Combray et Venise

Dans Albertine disparue III, Proust compare Venise à Combray :

‘« Ma mère m’avait emmené passer quelques semaines à Venise et — comme il peut y avoir de la beauté, aussi bien que dans les choses les plus humbles, dans les plus précieuses — j’y goûtais des impressions analogues à celles que j’avais si souvent ressenties autrefois à Combray, mais transposées selon un mode entièrement différent et plus riche.  178  »’

Proust précise les « impressions analogues » dans le Cahier 3 où il parle des « impressions de la vie quotidienne et réelle 179  ». Dans ce passage, Proust rapproche le soleil matinal qu’il a auparavant vu à la campagne et celui de Venise 180 . Dans la version définitive, il évoque de nouveau le quotidien semblable dans les deux villes : « à Venise où la vie quotidienne n’était pas moins réelle qu’à Combray 181  ». Dans une autre version de ce texte, en décrivant toujours les ardoises de l’église provinciale et l’ange d’or du campanile de Saint-Marc, Proust écrit encore une fois : « C’était plus beau mais au fond c’était bien la même chose et la promesse de l’ange d’or de me rendre toute la vérité de mes impressions provinciales avait été littéralement accomplie.  182  » Cette version nous intéresse d’autant plus qu’elle montre que ces impressions sont proches de celle que Proust ressent à travers l’œuvre de Chardin : la beauté n’est pas dans la valeur intrinsèque de l’objet, mais elle peut se révéler, à travers le contraste entre l’ombre et la lumière, dans toutes les choses, si humbles soient-elles :

‘« Quand je rentrais déjeuner j’avais bien cette sensation de fraîcheur et d’ombre que j’avais dans la maison de mon oncle. Mais c’était un courant d’air marin qui [entretenait Venise] avec des vastes surfaces de marbre, mouillées d’un rapide soleil, d’un escalier comme dans Véronèse et qui ajoutaient à la leçon de Chardin — que les plus pauvres choses peuvent devenir belles au reflet de la lumière — cette autre leçon que les choses les plus somptueuses le peuvent aussi et ne sont pas exemptées de la beauté. […] ce sont même elles qui si belles, si historiques qu’elles soient jouent dans notre souvenir ce rôle, dévolu habituellement aux plus humbles, aux plus laides choses, de nous rappeler les années vécues et les êtres aimés […] 183  »’

La lumière peut rendre belles les choses humbles (la leçon de Chardin), elle peut embellir les choses somptueuses (la leçon de Véronèse). On peut remarquer par ailleurs que les « impressions quotidiennes et familières » sont liées à l’évocation des « années vécues » et des « êtres aimés ». Notons ainsi que l’état euphorique qui rend la vie « réelle » et les choses « belles » est, selon Proust, produit par ces deux choses, la lumière et l’évocation du passé.

Énoncé rédigé 1:
Les affirmations suivantes concordent-elles avec le texte sur Combray et Venise : (a) la mère du narrateur l’a emmené quelques semaines à Venise ; (b) la beauté se trouve dans la valeur intrinsèque de l’objet ; (c) la leçon de Véronèse est que la lumière peut rendre belles les choses humbles ? Répondez par oui ou non à chacune, en citant les mots décisifs du texte.
Énoncé rédigé 2:
Dans le texte sur Combray et Venise, mettez à jour le passage allant de « La lumière peut » jusqu’à « l’évocation du passé. » inclus, en remplaçant « les choses somptueuses » par « les objets somptueux ».

Extraits de données:
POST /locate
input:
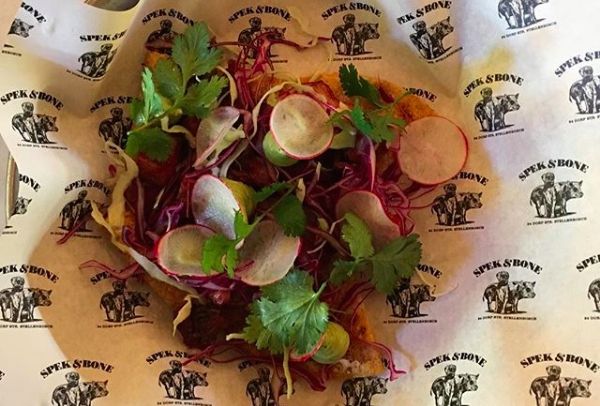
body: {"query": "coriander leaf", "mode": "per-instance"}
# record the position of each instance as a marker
(152, 142)
(356, 233)
(201, 96)
(291, 310)
(153, 106)
(268, 191)
(357, 115)
(342, 271)
(136, 110)
(290, 216)
(381, 124)
(231, 260)
(167, 77)
(256, 333)
(355, 85)
(192, 52)
(213, 251)
(241, 227)
(396, 260)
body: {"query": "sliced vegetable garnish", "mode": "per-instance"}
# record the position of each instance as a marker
(297, 357)
(301, 127)
(213, 131)
(274, 153)
(368, 207)
(214, 205)
(269, 253)
(432, 151)
(336, 341)
(180, 251)
(326, 209)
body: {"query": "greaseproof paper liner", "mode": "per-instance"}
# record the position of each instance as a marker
(504, 309)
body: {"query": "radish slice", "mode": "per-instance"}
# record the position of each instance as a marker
(432, 151)
(212, 132)
(294, 356)
(214, 205)
(300, 127)
(335, 343)
(180, 250)
(270, 252)
(369, 208)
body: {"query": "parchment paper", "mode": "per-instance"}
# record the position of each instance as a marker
(527, 97)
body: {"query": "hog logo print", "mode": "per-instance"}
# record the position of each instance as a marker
(448, 390)
(554, 390)
(20, 28)
(75, 393)
(491, 110)
(160, 40)
(503, 296)
(180, 383)
(360, 391)
(116, 127)
(594, 293)
(584, 92)
(33, 127)
(21, 206)
(253, 36)
(429, 41)
(18, 303)
(550, 199)
(94, 64)
(519, 13)
(451, 207)
(350, 37)
(406, 299)
(259, 389)
(120, 304)
(75, 215)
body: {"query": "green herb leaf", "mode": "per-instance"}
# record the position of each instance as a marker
(268, 191)
(193, 54)
(292, 312)
(342, 271)
(395, 261)
(201, 96)
(214, 250)
(153, 106)
(241, 227)
(290, 216)
(356, 233)
(382, 126)
(219, 253)
(357, 115)
(256, 333)
(355, 85)
(168, 80)
(152, 142)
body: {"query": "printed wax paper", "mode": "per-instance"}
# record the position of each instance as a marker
(505, 307)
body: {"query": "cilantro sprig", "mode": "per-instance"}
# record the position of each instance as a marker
(220, 253)
(377, 123)
(287, 315)
(178, 85)
(396, 260)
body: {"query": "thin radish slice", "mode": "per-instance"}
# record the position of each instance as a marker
(180, 250)
(270, 252)
(294, 356)
(212, 131)
(301, 127)
(214, 205)
(433, 150)
(368, 207)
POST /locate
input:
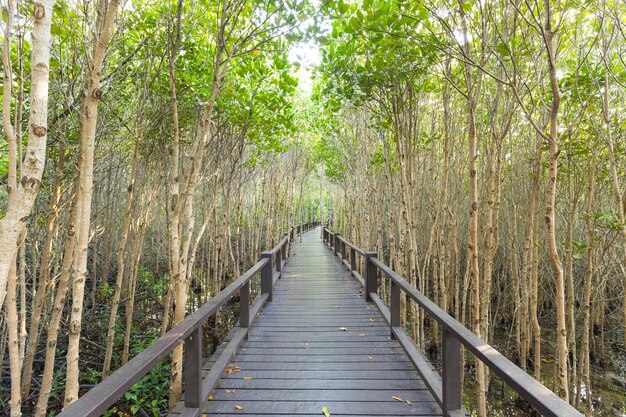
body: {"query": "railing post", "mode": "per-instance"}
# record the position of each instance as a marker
(352, 259)
(279, 260)
(394, 307)
(451, 372)
(371, 275)
(266, 275)
(244, 305)
(283, 249)
(193, 369)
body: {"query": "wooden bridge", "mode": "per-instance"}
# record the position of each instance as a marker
(318, 339)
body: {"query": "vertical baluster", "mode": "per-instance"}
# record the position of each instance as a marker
(352, 259)
(193, 369)
(279, 260)
(284, 252)
(266, 275)
(451, 372)
(244, 305)
(394, 306)
(371, 275)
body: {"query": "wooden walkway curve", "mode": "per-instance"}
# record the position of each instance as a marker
(310, 344)
(319, 344)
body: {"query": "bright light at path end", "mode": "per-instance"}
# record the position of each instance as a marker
(308, 56)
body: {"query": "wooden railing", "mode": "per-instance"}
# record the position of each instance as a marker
(197, 389)
(446, 388)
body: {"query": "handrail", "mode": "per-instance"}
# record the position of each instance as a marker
(97, 400)
(448, 392)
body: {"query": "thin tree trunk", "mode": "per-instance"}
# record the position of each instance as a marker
(107, 10)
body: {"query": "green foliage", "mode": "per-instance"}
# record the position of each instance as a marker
(147, 396)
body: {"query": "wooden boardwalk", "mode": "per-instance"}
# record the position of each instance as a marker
(319, 344)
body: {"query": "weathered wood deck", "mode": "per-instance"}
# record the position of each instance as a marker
(319, 344)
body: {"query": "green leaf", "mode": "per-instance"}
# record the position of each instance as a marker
(502, 49)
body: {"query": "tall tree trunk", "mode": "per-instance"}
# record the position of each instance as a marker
(44, 273)
(555, 260)
(21, 197)
(107, 10)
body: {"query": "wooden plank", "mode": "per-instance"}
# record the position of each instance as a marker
(298, 357)
(322, 384)
(316, 395)
(381, 408)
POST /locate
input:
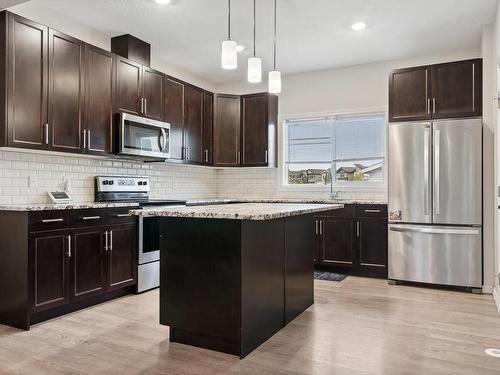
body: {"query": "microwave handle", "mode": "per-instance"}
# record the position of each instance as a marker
(163, 139)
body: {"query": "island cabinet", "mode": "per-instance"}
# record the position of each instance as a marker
(228, 284)
(54, 262)
(437, 91)
(352, 240)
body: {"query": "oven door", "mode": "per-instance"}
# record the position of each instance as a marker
(140, 136)
(149, 239)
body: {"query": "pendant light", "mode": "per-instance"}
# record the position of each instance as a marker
(274, 75)
(254, 73)
(229, 53)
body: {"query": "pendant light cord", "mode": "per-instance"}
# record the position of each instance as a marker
(274, 34)
(228, 19)
(254, 53)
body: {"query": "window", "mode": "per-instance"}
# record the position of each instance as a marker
(352, 147)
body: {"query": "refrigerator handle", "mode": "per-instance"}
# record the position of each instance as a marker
(427, 191)
(437, 159)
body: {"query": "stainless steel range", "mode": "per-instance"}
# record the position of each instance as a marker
(136, 190)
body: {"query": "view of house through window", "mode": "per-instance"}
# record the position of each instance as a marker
(350, 146)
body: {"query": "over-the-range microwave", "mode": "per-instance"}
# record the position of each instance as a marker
(143, 137)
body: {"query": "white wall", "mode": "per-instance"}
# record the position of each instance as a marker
(61, 22)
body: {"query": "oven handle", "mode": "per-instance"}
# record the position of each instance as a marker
(163, 139)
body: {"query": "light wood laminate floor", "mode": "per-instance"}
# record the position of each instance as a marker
(358, 326)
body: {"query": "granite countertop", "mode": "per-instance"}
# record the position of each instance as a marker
(208, 201)
(64, 206)
(238, 211)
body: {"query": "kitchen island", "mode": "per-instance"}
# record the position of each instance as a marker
(233, 275)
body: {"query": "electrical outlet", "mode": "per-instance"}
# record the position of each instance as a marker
(33, 180)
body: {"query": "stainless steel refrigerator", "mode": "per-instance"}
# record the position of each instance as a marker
(435, 202)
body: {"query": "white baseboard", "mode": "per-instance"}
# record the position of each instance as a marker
(496, 297)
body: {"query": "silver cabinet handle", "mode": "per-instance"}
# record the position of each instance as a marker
(47, 221)
(69, 246)
(46, 134)
(437, 157)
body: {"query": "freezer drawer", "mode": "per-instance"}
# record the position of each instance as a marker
(436, 254)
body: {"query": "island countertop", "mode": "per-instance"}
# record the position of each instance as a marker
(238, 211)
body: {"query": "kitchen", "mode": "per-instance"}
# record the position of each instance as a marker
(321, 154)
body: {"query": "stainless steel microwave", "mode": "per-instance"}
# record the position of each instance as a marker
(143, 137)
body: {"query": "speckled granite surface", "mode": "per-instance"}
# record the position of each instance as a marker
(194, 202)
(64, 206)
(239, 211)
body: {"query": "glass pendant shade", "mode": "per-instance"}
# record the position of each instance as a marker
(254, 69)
(229, 54)
(275, 82)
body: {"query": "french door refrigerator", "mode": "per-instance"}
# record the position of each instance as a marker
(435, 202)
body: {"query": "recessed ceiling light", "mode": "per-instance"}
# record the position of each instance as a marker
(358, 26)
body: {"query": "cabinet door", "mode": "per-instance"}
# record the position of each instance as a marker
(154, 83)
(65, 92)
(409, 94)
(227, 131)
(122, 256)
(338, 241)
(49, 262)
(254, 129)
(457, 89)
(98, 112)
(372, 244)
(87, 263)
(27, 83)
(129, 87)
(194, 125)
(174, 114)
(208, 123)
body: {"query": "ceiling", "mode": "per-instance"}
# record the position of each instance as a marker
(312, 34)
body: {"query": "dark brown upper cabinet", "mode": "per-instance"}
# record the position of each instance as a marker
(25, 61)
(129, 86)
(438, 91)
(193, 147)
(66, 89)
(409, 94)
(208, 121)
(98, 108)
(174, 115)
(154, 88)
(457, 89)
(227, 130)
(258, 127)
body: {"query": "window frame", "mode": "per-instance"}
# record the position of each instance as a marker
(336, 185)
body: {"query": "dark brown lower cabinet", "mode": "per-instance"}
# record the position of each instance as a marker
(87, 263)
(122, 254)
(50, 269)
(54, 263)
(352, 240)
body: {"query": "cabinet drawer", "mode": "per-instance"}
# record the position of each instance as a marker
(349, 210)
(372, 210)
(87, 218)
(120, 215)
(48, 220)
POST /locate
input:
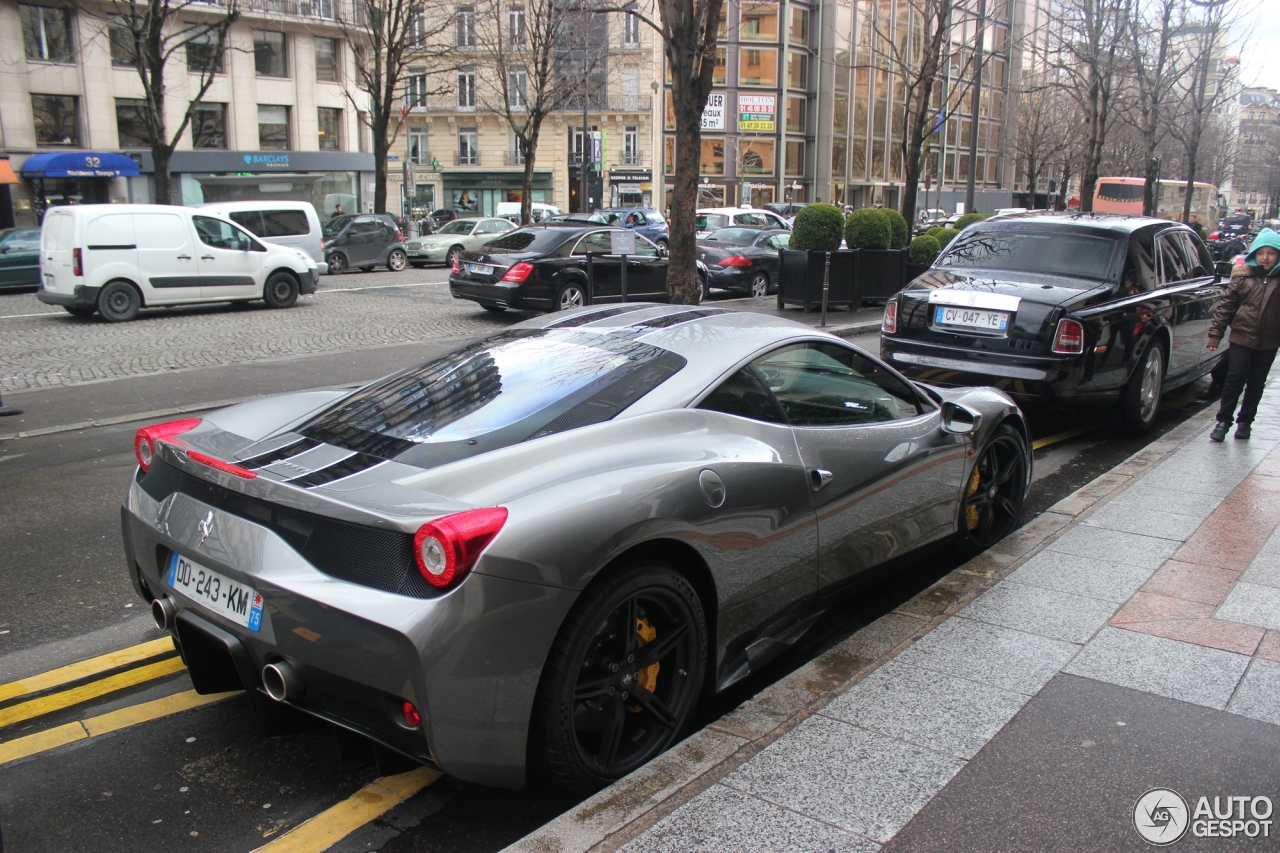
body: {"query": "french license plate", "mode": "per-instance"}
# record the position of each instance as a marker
(219, 593)
(972, 318)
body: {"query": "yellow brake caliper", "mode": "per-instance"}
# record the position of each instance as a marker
(970, 512)
(648, 676)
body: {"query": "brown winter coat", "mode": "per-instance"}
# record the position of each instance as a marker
(1242, 308)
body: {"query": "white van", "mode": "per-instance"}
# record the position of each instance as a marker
(538, 210)
(115, 259)
(287, 223)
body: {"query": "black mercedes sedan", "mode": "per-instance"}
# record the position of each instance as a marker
(558, 265)
(743, 259)
(1063, 310)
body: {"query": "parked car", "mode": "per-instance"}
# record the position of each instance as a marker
(535, 552)
(544, 268)
(643, 220)
(1063, 310)
(743, 259)
(455, 238)
(287, 223)
(364, 241)
(117, 259)
(19, 258)
(716, 218)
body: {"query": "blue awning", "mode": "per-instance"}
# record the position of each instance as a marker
(80, 164)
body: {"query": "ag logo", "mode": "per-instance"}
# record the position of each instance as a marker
(1161, 816)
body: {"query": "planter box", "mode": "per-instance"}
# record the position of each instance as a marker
(880, 273)
(800, 279)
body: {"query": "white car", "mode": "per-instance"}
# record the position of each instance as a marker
(117, 259)
(714, 218)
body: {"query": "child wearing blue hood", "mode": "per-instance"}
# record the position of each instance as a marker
(1252, 309)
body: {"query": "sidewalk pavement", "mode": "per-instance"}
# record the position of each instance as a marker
(1127, 639)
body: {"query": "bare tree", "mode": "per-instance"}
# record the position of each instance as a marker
(147, 33)
(387, 36)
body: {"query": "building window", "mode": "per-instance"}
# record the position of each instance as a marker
(469, 146)
(46, 33)
(631, 145)
(330, 128)
(516, 35)
(131, 123)
(56, 119)
(209, 126)
(419, 153)
(631, 30)
(517, 89)
(269, 56)
(465, 27)
(273, 128)
(467, 89)
(327, 60)
(120, 41)
(205, 54)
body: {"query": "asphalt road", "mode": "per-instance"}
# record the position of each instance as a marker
(144, 774)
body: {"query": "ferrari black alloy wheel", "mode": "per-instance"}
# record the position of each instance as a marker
(622, 679)
(993, 492)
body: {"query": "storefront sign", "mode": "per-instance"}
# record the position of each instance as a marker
(757, 112)
(713, 114)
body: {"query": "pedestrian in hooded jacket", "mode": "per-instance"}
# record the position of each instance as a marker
(1252, 309)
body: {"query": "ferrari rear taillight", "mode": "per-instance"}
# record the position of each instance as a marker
(146, 438)
(519, 273)
(447, 548)
(890, 323)
(1069, 338)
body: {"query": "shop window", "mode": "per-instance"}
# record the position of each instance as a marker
(269, 56)
(273, 128)
(209, 126)
(758, 67)
(327, 60)
(46, 32)
(131, 123)
(329, 121)
(759, 22)
(56, 119)
(205, 54)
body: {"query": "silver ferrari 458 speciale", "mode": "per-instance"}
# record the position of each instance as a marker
(536, 552)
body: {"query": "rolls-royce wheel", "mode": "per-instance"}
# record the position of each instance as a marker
(1139, 402)
(622, 679)
(993, 493)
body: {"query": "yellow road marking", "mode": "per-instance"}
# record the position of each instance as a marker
(85, 692)
(83, 669)
(1063, 437)
(105, 723)
(370, 802)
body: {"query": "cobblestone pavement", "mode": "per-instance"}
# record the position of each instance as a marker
(42, 346)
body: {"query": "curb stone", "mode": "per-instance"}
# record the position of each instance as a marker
(622, 811)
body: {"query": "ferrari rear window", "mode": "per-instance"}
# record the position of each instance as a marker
(496, 392)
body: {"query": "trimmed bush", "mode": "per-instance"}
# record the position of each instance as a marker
(817, 227)
(868, 228)
(968, 219)
(899, 232)
(924, 250)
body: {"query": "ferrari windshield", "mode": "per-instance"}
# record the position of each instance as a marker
(507, 388)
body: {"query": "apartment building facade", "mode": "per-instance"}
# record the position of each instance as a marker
(456, 149)
(278, 122)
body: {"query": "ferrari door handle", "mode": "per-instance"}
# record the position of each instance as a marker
(819, 477)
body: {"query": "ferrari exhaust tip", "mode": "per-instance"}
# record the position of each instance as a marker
(164, 611)
(282, 682)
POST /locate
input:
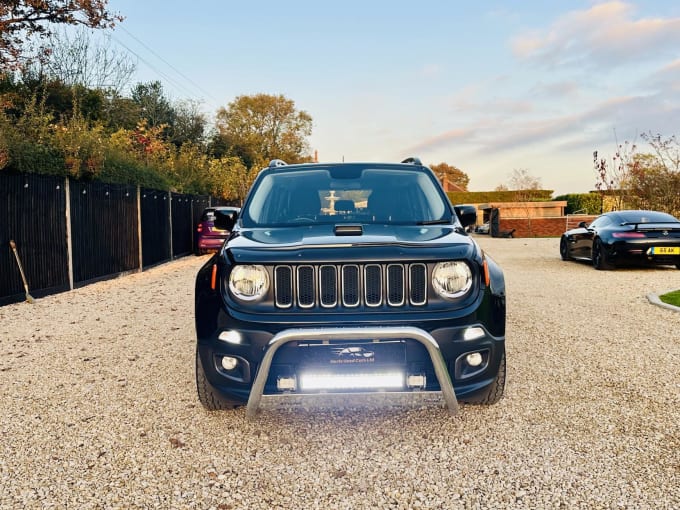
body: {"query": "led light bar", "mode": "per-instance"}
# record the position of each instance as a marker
(329, 381)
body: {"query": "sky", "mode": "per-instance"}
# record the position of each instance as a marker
(488, 87)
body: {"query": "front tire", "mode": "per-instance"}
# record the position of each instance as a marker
(599, 256)
(207, 395)
(564, 249)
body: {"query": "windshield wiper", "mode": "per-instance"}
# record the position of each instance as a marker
(434, 222)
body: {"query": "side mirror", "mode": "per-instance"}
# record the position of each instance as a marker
(225, 219)
(467, 214)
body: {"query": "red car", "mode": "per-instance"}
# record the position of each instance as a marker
(208, 237)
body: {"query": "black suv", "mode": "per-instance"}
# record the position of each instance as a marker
(346, 281)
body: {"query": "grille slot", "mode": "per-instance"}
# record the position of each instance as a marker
(395, 284)
(306, 286)
(373, 285)
(283, 286)
(350, 285)
(328, 286)
(418, 284)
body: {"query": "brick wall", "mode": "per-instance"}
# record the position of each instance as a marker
(541, 227)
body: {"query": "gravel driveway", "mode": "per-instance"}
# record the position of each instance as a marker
(98, 407)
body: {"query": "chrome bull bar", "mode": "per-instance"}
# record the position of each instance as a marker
(355, 333)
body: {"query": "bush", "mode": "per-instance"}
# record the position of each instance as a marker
(585, 203)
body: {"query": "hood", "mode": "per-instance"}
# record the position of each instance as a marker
(320, 241)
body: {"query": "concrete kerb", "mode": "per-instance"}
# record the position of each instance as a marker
(654, 299)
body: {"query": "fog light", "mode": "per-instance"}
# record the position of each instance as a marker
(232, 337)
(416, 381)
(286, 384)
(229, 363)
(473, 333)
(474, 359)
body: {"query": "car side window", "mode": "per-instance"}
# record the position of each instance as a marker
(599, 222)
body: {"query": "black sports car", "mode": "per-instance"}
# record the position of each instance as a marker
(625, 237)
(349, 280)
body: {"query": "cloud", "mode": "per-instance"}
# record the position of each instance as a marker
(628, 116)
(555, 90)
(431, 70)
(666, 79)
(606, 34)
(442, 140)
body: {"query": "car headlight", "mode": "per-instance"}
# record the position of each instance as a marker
(248, 283)
(451, 279)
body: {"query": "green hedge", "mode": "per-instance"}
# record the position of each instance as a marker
(588, 203)
(484, 197)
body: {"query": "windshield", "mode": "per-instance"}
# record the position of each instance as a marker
(346, 194)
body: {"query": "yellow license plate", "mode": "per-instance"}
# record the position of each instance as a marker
(665, 250)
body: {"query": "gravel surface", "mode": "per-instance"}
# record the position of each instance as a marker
(98, 407)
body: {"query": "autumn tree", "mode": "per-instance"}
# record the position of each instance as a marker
(453, 174)
(25, 26)
(188, 123)
(264, 127)
(78, 59)
(525, 189)
(654, 178)
(154, 106)
(613, 174)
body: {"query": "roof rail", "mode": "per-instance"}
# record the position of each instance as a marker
(276, 163)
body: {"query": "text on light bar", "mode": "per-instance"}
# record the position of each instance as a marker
(328, 381)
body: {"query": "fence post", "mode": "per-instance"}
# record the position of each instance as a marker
(139, 227)
(69, 240)
(170, 220)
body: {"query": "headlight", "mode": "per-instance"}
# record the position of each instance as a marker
(248, 283)
(451, 279)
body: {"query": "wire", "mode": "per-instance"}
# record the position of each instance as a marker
(167, 63)
(153, 68)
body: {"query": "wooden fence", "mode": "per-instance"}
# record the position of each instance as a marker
(70, 233)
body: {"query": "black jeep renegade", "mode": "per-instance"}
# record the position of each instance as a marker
(349, 280)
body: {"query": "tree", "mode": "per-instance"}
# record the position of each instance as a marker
(264, 127)
(613, 176)
(22, 21)
(524, 183)
(454, 175)
(153, 105)
(525, 188)
(654, 179)
(189, 123)
(78, 60)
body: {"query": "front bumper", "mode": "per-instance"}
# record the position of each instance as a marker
(347, 334)
(437, 348)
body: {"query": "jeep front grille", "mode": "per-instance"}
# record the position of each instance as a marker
(350, 285)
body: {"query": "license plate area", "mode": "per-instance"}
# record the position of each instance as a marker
(354, 353)
(357, 365)
(664, 250)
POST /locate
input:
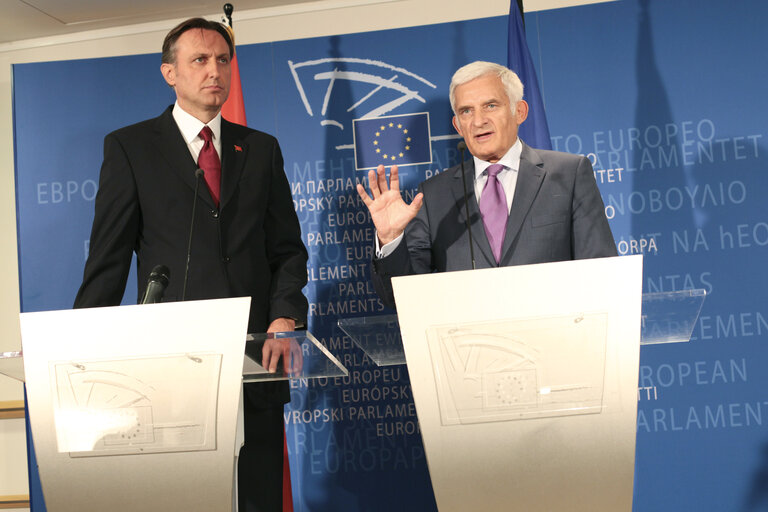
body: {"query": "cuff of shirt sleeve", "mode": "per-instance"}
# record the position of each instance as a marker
(387, 249)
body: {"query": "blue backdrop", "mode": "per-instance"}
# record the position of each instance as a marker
(667, 100)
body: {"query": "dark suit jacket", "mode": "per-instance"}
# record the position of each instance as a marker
(557, 214)
(249, 246)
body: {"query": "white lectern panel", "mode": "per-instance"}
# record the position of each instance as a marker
(135, 407)
(525, 383)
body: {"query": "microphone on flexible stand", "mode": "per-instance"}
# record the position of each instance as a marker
(156, 285)
(199, 173)
(462, 147)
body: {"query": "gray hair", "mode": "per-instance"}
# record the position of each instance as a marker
(509, 79)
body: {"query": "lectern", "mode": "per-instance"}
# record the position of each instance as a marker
(140, 407)
(525, 378)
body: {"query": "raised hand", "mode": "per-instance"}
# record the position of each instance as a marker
(390, 214)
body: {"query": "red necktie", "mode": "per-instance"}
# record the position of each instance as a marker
(208, 161)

Réponse complète 1:
(a) Oui : « Ma mère m’avait emmené passer quelques semaines à Venise ».
(b) Non : « la beauté n’est pas dans la valeur intrinsèque de l’objet ».
(c) Non : « elle peut embellir les choses somptueuses (la leçon de Véronèse) ».

Réponse complète 2:
La lumière peut rendre belles les choses humbles (la leçon de Chardin), elle peut embellir les objets somptueux (la leçon de Véronèse). On peut remarquer par ailleurs que les « impressions quotidiennes et familières » sont liées à l’évocation des « années vécues » et des « êtres aimés ». Notons ainsi que l’état euphorique qui rend la vie « réelle » et les choses « belles » est, selon Proust, produit par ces deux choses, la lumière et l’évocation du passé.